Task instructions
Carry on the article about hiking spots in the Odenwald, starting right after its final sentence.

Page

The Felsenmeer (German for Sea of Rocks) is probably the best-known spot for hiking in the Odenwald. It is located directly at the Nibelungensteig, a well-known long-distance hiking trail over 130 kilometers, and offers you an insight into the history of the earth, the history of the last 2000 years, and the world of legends and myths. Sore muscles are guaranteed, making the day trip perfect.

You can either walk up once and then walk back the same way, or you can take the hiking trails around the sea of rocks for one stretch. You can plan about 1.5 hours for the hike one way.

Wandern im Odenwald: Das Felsenmeer in Lautertal im Odenwald

This is my blog post with a detailed description of the hike: The Felsenmeer – The Sea of Rocks in the Odenwald.

 

The Himbächel-Viadukt

The Himbächel-Viadukt is a 250-meter-long stone arch bridge in Oberzent-Hetzbach, which was inaugurated in 1882 and is still in use today. So you can watch the Odenwaldbahn ride along here once an hour. Around the viaduct, there is a beautiful hiking trail. This leads on a short detour through Hetzbach and then, after an underpass, under the tracks. On the other side, you are almost in the field. Following a footpath, you then walk in an arc away from the viaduct and then towards it. Depending on your speed, it will take you about 1.5 hours to complete the loop.

Wandern im Odenwald: Das Himbächel-Viadukt

 

The Marbach-Stausee

Although the Marbach reservoir was built at the beginning of the 1980s to protect against flooding, it has also been officially used as a local recreation area since 1986. It is the largest still water of the Odenwald. A hydroelectric power station with a capacity of 80 kW was attached to the reservoir.

A hiking trail has been created around the reservoir. You can plan about one hour for the tour itself. But the lake offers even more: It is suitable for swimming and from May to September there are even lifeguards. Outside this time, you can go swimming at your own risk. In the bathing area, there is also a lawn with tables and benches. There is also a bird sanctuary and an area where you can surf and sail.

Wandern im Odenwald: Barbara im Sonnenuntergang am Marbach-Stausee

 

The Margarethenschlucht

And now we’re taking a trip to Thailand… Oh, no, wait! We’re in the Odenwald. In this place, you can easily forget where you are.

In the 300-meter long Margarethen Gorge, the highest waterfall of the Odenwald is waiting for you. Here the waterfall plunges ten meters into the depth. But it’s not only the waterfall, the Margarethenschlucht itself is also worth the tour: the rough and exotic surroundings give the impression as if you had been beamed to another country. The hike takes about 2.5 hours, depending on how many photos you take.

Rows
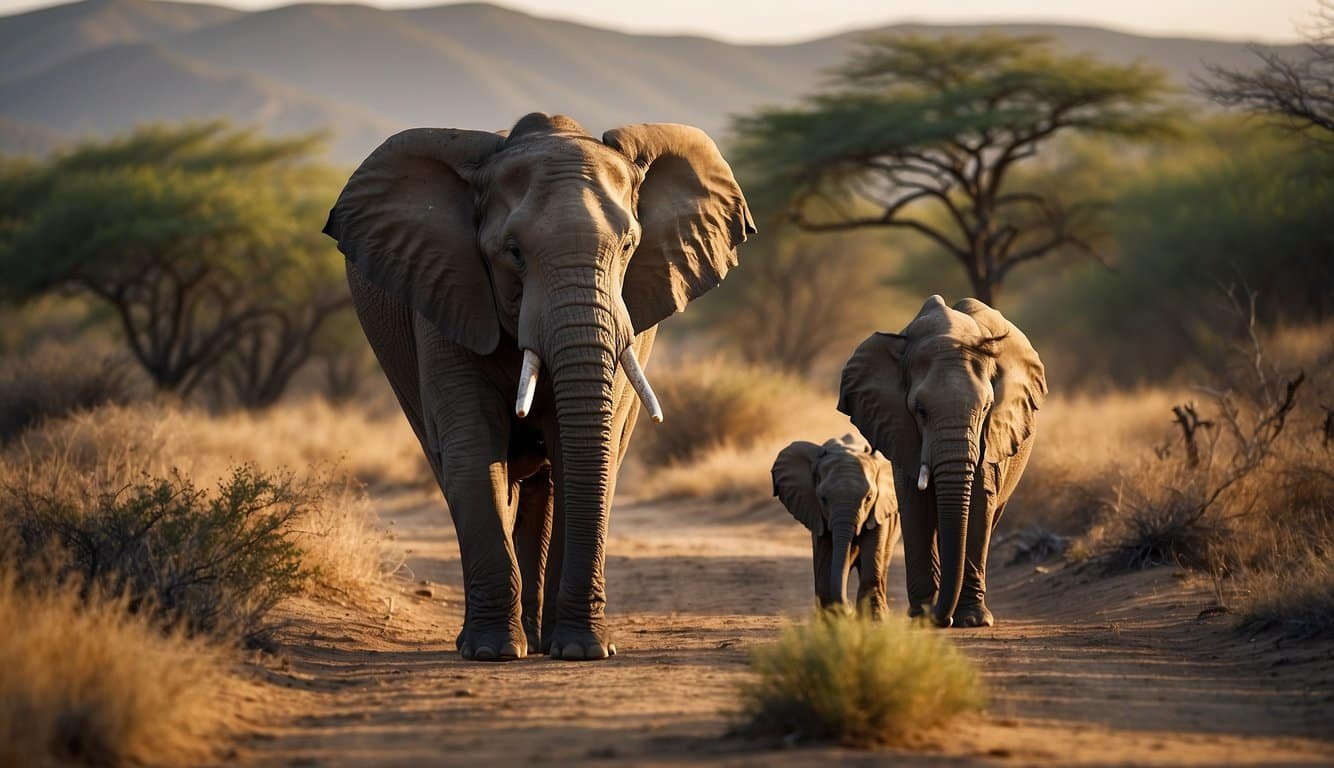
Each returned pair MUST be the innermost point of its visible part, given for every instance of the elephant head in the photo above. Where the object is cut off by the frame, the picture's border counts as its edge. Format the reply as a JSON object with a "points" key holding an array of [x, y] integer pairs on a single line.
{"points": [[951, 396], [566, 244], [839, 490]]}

==

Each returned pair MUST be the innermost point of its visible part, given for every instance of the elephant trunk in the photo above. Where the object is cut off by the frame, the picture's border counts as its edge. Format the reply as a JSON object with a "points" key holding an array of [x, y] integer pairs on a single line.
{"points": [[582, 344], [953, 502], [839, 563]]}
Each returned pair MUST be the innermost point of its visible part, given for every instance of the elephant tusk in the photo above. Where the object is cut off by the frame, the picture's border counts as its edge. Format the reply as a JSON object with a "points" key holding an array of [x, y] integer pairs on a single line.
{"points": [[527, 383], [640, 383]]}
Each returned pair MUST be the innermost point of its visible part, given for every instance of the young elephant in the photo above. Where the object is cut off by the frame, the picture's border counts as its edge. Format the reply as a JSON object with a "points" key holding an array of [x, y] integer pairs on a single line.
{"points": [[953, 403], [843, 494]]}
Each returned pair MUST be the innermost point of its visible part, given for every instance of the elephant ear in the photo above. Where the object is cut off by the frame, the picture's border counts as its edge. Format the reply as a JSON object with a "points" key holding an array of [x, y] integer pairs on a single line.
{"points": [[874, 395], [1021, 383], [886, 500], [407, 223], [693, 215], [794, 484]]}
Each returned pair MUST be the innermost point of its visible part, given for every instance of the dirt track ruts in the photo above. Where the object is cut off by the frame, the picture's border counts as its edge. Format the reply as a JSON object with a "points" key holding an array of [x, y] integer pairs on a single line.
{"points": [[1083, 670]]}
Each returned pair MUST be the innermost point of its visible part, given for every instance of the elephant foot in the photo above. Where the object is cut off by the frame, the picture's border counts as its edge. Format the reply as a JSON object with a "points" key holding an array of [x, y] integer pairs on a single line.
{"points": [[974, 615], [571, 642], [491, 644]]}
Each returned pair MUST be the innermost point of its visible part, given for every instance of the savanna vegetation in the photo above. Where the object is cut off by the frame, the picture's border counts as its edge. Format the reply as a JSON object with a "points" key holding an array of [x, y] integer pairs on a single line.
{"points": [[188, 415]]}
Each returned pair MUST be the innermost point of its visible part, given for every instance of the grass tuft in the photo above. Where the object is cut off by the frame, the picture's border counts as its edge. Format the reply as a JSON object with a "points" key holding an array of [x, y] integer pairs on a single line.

Response below
Wandern im Odenwald: Der 10 Meter hohe Wasserfall in der Margarethenschlucht

 

The Obrunnschlucht

Situated between Höchst in the Odenwald and Rimhorn, the Obrunn Gorge is home to a hiking and fairy-tale trail that has been attracting hikers from the surrounding area and even from the Rhine-Main region for many decades. The gorge is about three kilometers long and lies up to 17 meters below the road that runs parallel to the hiking trail. You have to cross the peacefully rippling stream several times over wooden bridges. Along the way and on small islands in the course of the stream, miniature models have been lovingly built, depicting figures and buildings from the world of legends and fairytales.

Die Obrunnschlucht – Märchenweg und Wanderpfad im Odenwald

 

The Meditationsweg

The Meditationsweg (German for Meditation Trail) runs for five kilometers between the Michelstadt districts of Steinbach and Rehbach. Along the way, there are ten stations where the verses of St. Francis’ Canticle of the Sun are presented. The path invites us to reflect. Awe and gratitude are in the focus. The Einhards Basilica, where the walk begins, is a great photo spot and worth a detour.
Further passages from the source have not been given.